*PAGE TEXT*.
=== Begin Enclosure ===
Melt Chocolate and Butter
- In a large microwave-safe bowl, combine the unsalted butter and chopped dark chocolate.
- Melt them in 20-30 second intervals in the microwave, stirring well after each, until the mixture is smooth and glossy.
- Alternatively, use a double boiler, placing the bowl over a pot of gently simmering water, ensuring the water does not touch the bottom of the bowl.
- Stir occasionally until fully melted. It is important to melt gently to prevent scorching the chocolate.
- Once melted, set the mixture aside and allow it to cool slightly to room temperature.
- This cooling prevents the eggs from scrambling when they are added later.
Whip Eggs and Sugar
- In a separate large bowl, combine the eggs, granulated sugar, brown sugar, vanilla extract, and espresso powder (if using).
- Using an electric hand mixer or a stand mixer fitted with a whisk attachment, beat these ingredients on medium-high speed for a full 3 to 5 minutes.
- This step is critical: the mixture should become pale in color, thick, fluffy, and almost double in volume.
Combine Wet Ingredients
- Once the egg and sugar mixture is light and airy, gently fold in the slightly cooled melted chocolate and butter mixture.
- Use a rubber spatula to combine until just incorporated.
- Avoid over-mixing at this stage.
=== End Enclosure ===
*YOUR TASKS*.
1. In the recipe steps, how long should the eggs and sugar be beaten?
2. Please carry on with the recipe steps from their last line.
The records have nothing to do with the recipe steps.

Referring expression pointing data
=== Begin Enclosure ===
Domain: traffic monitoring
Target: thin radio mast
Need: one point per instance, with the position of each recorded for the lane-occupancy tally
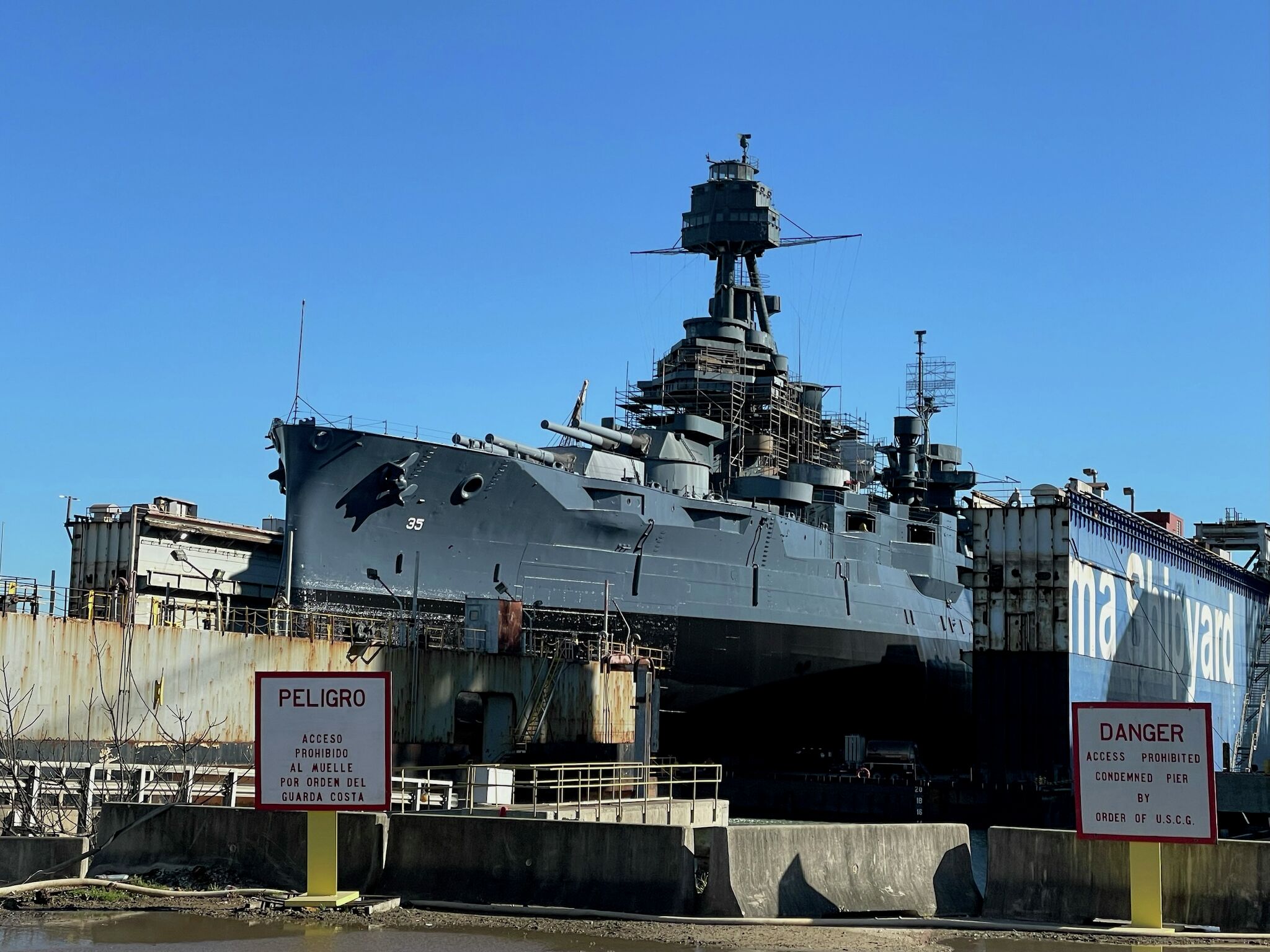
(300, 353)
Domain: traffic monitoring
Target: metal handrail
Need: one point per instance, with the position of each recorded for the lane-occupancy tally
(585, 788)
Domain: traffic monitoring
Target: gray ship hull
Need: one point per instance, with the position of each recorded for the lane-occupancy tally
(785, 633)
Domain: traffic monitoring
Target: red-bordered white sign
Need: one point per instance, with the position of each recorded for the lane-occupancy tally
(323, 742)
(1145, 772)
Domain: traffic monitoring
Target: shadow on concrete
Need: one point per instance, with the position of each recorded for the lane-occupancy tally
(797, 896)
(956, 885)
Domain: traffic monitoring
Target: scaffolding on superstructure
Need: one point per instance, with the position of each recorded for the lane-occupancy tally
(766, 425)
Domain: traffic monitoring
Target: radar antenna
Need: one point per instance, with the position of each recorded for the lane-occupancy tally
(930, 386)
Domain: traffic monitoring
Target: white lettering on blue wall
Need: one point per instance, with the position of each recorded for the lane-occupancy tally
(1147, 617)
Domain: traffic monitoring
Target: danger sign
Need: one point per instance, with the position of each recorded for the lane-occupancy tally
(1145, 772)
(323, 742)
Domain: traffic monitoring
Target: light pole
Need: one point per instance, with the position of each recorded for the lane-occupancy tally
(216, 578)
(374, 575)
(69, 500)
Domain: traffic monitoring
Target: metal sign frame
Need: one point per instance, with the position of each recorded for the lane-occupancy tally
(386, 677)
(1210, 835)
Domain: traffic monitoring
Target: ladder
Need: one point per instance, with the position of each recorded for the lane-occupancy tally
(1254, 699)
(544, 690)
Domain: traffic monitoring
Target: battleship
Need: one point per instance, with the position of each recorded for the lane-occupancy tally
(808, 582)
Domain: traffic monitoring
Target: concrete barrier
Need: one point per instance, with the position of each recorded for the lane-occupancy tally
(818, 870)
(1053, 876)
(610, 866)
(255, 845)
(22, 856)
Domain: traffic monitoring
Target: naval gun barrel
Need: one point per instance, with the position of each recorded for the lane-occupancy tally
(639, 442)
(582, 436)
(541, 456)
(469, 443)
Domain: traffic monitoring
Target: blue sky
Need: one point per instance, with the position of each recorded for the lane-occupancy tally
(1071, 198)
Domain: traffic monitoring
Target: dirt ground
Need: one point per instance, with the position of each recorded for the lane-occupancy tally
(31, 908)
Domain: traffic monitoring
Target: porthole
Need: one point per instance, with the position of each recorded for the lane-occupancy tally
(469, 488)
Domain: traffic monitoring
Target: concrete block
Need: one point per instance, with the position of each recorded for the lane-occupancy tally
(610, 866)
(1053, 876)
(22, 856)
(818, 870)
(257, 845)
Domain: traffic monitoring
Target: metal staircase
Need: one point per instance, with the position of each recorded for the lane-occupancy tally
(544, 689)
(1254, 699)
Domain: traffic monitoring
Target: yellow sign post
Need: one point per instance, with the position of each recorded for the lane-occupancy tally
(323, 886)
(1146, 886)
(323, 746)
(1143, 774)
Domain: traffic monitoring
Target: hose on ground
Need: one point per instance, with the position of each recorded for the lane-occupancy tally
(134, 888)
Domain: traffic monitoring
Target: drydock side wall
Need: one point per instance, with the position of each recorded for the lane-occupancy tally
(1076, 599)
(79, 671)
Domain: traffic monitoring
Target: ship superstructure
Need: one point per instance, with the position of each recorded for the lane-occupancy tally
(729, 518)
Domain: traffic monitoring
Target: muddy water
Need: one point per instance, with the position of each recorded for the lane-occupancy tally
(187, 932)
(153, 932)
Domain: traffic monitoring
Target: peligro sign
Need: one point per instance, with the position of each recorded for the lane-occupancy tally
(1145, 772)
(323, 742)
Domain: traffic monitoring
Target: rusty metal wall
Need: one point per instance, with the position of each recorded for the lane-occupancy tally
(73, 671)
(1021, 575)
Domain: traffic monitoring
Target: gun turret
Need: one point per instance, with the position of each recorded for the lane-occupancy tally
(582, 436)
(541, 456)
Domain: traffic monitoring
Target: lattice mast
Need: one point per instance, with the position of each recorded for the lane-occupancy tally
(930, 386)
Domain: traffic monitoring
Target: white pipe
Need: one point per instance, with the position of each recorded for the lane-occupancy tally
(131, 888)
(969, 924)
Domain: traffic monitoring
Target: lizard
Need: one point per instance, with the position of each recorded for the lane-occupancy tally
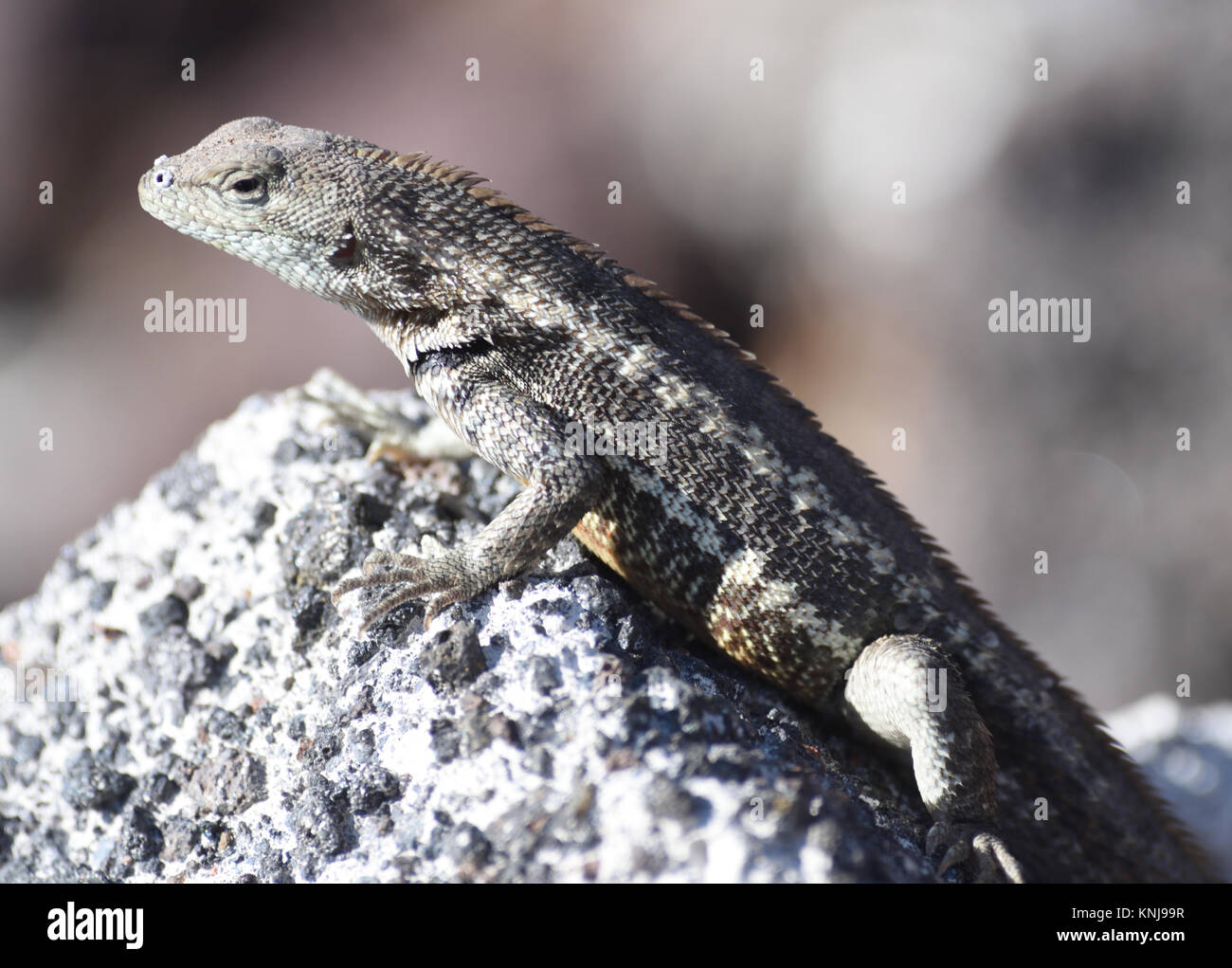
(750, 525)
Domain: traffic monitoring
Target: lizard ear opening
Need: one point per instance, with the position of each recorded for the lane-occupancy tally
(348, 249)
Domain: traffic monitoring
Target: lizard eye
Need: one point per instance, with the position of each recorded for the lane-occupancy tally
(245, 187)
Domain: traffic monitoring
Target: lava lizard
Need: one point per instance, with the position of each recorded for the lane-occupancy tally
(747, 523)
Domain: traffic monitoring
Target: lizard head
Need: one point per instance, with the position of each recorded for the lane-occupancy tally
(296, 202)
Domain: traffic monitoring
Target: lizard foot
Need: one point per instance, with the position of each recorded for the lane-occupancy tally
(966, 841)
(444, 578)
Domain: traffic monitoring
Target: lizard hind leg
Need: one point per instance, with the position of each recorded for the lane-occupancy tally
(907, 691)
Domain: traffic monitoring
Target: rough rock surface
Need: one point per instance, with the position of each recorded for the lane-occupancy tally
(181, 702)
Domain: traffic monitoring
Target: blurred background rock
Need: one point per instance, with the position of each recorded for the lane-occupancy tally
(734, 192)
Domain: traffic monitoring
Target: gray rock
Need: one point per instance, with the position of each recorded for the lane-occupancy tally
(189, 705)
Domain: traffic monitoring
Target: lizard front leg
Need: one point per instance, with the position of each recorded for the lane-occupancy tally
(522, 438)
(907, 691)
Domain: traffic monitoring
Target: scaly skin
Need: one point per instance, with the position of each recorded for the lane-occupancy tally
(748, 524)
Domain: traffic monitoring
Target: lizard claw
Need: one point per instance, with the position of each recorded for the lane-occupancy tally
(415, 577)
(966, 841)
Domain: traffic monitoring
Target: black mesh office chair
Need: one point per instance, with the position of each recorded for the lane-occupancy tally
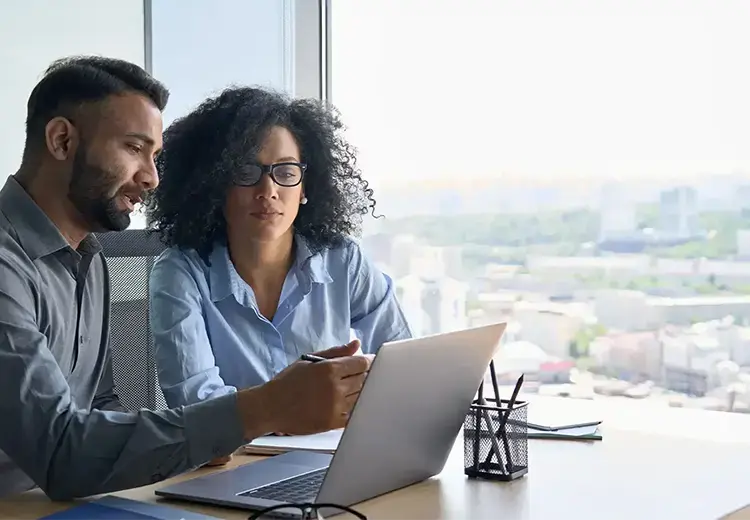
=== End Enclosure ===
*TASK-BY-TASK RESULTS*.
1. For a full 3 to 5 minutes on medium-high speed.

2.
Add Dry Ingredients
- In a medium bowl, whisk together the all-purpose flour, cocoa powder, baking powder, and salt.
- Sift these dry ingredients into the wet mixture to prevent lumps.
- Gently fold them in with a spatula until only a few streaks of flour remain and the mixture is just combined.
- Be careful not to over-mix, as this can develop too much gluten and result in cakier cookies rather than fudgy ones.
- Finally, using a rubber spatula, fold in the mini chocolate chips.
Optional Chill
- It is highly recommended to chill the dough for 20 to 30 minutes, or up to 1-2 hours.
- This chilling period allows the fats in the chocolate and butter to firm up, making the dough easier to handle and contributing to a fudgier final texture.
- If time is limited, the cookies can be baked immediately, but be prepared for them to spread a bit more.
- If the dough becomes too hard after chilling, let it sit at room temperature for 10-15 minutes to soften slightly before scooping.
Scoop and Bake
- Using a medium cookie scoop (about 1½ to 2 tablespoons), scoop out portions of dough and roll them into balls.
- Place the cookie dough balls about 2 inches apart on the prepared baking sheets.
- For an extra touch of flavor and visual appeal, sprinkle each cookie with a little flaky sea salt before baking.
Bake to Gooey Perfection
- Bake for 9-12 minutes.
- The cookies should appear set around the edges, but the centers should still look slightly soft and gooey.
- This slight underbaking is crucial for achieving that signature fudgy interior, as the cookies will continue to cook from residual heat after being removed from the oven.
Create Perfect Cracks with a Pan Whack
- Immediately after removing the baking sheets from the oven, gently whack them on the countertop a couple of times.
- This helps the cookies deflate slightly and settle, giving them those signature crinkly tops and a fudgier bite.
Cool & Serve
- Allow the cookies to cool on the baking sheets for 2-3 minutes before carefully transferring them to a wire rack to cool completely.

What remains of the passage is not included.